Recopiez mot pour mot le passage cité, depuis « À cette époque, la » jusqu'à « bâtiments appartenant à l’État. » inclus.

> _Passage cité_
▬▬▬
À cette époque, la loi mexicaine stipulait que toute activité publique liée au culte devait être tenue dans un bâtiment appartenant à l’État. Cela posait problème d’abord parce que nos grandes assemblées étaient tenues dans des lieux publics. Ensuite, parce que nos réunions hebdomadaires avaient souvent lieu aux domiciles de Témoins de Jéhovah. Et enfin, parce que nous prêchions dans les rues et de porte en porte.
Pour être en accord avec la loi, en 1943, nous nous sommes fait enregistrer en tant qu’association civile et culturelle à but non lucratif favorisant l’éducation et le bien-être des gens. Nous avons ainsi été répertoriés en tant qu’organisation culturelle et non en tant que religion. De ce fait, nous n’étions plus obligés d’effectuer nos activités uniquement dans des bâtiments appartenant à l’État.
Nos activités comprenaient des programmes d’ordre culturel et éducatif. Par conséquent, nous remplissions totalement les exigences légales requises des organisations civiles et culturelles (Romains 13:1). Bien sûr, notre désir d’aider les gens en leur enseignant les vérités bibliques n’avait pas changé (Isaïe 48:17, 18). Nous n’allions pas tarder à voir que Jéhovah bénissait cette nouvelle disposition. Cela a ainsi posé le fondement d’une croissance exceptionnelle, comme s’en souviennent beaucoup de Témoins d’aujourd’hui.
Nous adaptons nos méthodes de prédication
Notre principale activité au Mexique a toujours été de prêcher la bonne nouvelle du royaume de Dieu. Cependant, comme l’apôtre Paul, nous avons adapté nos méthodes de prédication à notre nouvelle situation (1 Corinthiens 9:20-23). Par exemple, quand Paul a parlé aux Athéniens à l’Aréopage, il n’a pas cité directement les Écritures (Actes 17:22-31). De même, en prédication, nous n’avions pas la Bible en main et nous ne la citions pas lorsque nous entamions des conversations avec les personnes.
▬▬▬
Éléments provenant d'une source de données

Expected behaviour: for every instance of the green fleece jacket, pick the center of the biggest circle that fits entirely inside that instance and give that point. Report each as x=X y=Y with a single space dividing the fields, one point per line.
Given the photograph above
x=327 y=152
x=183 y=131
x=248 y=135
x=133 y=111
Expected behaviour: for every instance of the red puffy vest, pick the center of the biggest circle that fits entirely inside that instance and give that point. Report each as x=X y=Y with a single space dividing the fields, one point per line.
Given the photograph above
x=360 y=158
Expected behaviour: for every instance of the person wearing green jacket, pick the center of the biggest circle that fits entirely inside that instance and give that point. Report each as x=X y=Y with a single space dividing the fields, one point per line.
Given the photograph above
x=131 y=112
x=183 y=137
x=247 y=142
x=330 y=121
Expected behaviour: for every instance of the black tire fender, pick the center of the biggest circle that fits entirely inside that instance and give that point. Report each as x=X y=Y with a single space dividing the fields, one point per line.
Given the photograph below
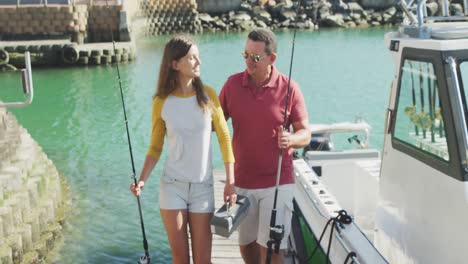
▬▬▬
> _Réponse attendue_
À cette époque, la loi mexicaine stipulait que toute activité publique liée au culte devait être tenue dans un bâtiment appartenant à l’État. Cela posait problème d’abord parce que nos grandes assemblées étaient tenues dans des lieux publics. Ensuite, parce que nos réunions hebdomadaires avaient souvent lieu aux domiciles de Témoins de Jéhovah. Et enfin, parce que nous prêchions dans les rues et de porte en porte.
Pour être en accord avec la loi, en 1943, nous nous sommes fait enregistrer en tant qu’association civile et culturelle à but non lucratif favorisant l’éducation et le bien-être des gens. Nous avons ainsi été répertoriés en tant qu’organisation culturelle et non en tant que religion. De ce fait, nous n’étions plus obligés d’effectuer nos activités uniquement dans des bâtiments appartenant à l’État.